■ Exercise inputs ■
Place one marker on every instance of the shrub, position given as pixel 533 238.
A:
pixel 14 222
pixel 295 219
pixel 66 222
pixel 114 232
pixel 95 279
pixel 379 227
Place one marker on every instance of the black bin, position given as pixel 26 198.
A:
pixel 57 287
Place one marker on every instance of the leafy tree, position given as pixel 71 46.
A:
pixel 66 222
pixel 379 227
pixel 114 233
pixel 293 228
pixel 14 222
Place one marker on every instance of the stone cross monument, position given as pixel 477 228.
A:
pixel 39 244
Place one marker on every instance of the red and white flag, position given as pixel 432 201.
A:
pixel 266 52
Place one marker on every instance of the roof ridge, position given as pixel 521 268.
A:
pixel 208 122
* * *
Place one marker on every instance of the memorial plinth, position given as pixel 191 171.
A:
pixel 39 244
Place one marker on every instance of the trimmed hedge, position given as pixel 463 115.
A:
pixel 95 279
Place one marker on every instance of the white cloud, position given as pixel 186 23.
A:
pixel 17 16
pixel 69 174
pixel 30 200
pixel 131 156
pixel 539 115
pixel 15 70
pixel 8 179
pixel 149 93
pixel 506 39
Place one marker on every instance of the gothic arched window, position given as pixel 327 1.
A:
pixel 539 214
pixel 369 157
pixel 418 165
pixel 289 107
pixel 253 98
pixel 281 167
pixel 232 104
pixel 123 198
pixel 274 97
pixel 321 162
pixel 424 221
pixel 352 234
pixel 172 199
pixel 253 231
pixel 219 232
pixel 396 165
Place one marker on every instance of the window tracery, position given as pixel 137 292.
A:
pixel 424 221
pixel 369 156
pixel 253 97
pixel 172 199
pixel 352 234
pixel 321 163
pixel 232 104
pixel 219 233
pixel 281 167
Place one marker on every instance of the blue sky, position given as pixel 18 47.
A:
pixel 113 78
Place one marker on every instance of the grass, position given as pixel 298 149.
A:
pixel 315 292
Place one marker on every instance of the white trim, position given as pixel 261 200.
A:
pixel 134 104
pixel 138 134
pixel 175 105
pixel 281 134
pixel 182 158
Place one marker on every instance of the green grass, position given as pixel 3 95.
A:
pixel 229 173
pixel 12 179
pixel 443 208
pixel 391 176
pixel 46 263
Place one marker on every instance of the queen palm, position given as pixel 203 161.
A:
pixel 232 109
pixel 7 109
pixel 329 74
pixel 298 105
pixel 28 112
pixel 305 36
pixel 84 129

■ What you will do ■
Render the lines of the records from the line with "Place one marker on every instance of the leafy" up to and including the line with "pixel 208 122" as a numbered list, leaving out any blank lines.

■ Response to this task ■
1. Place one marker on every instance of the leafy tree, position given as pixel 71 46.
2. A:
3. pixel 66 222
4. pixel 379 227
5. pixel 114 233
6. pixel 293 228
7. pixel 14 222
8. Place one marker on every instance of the stone cross monument, position given as pixel 477 228.
9. A:
10. pixel 39 244
11. Place one marker on every instance of the red and white flag, position given as pixel 432 201.
12. A:
13. pixel 266 52
14. Place one marker on every instance of the roof ridge, position given as pixel 521 268.
15. A:
16. pixel 208 122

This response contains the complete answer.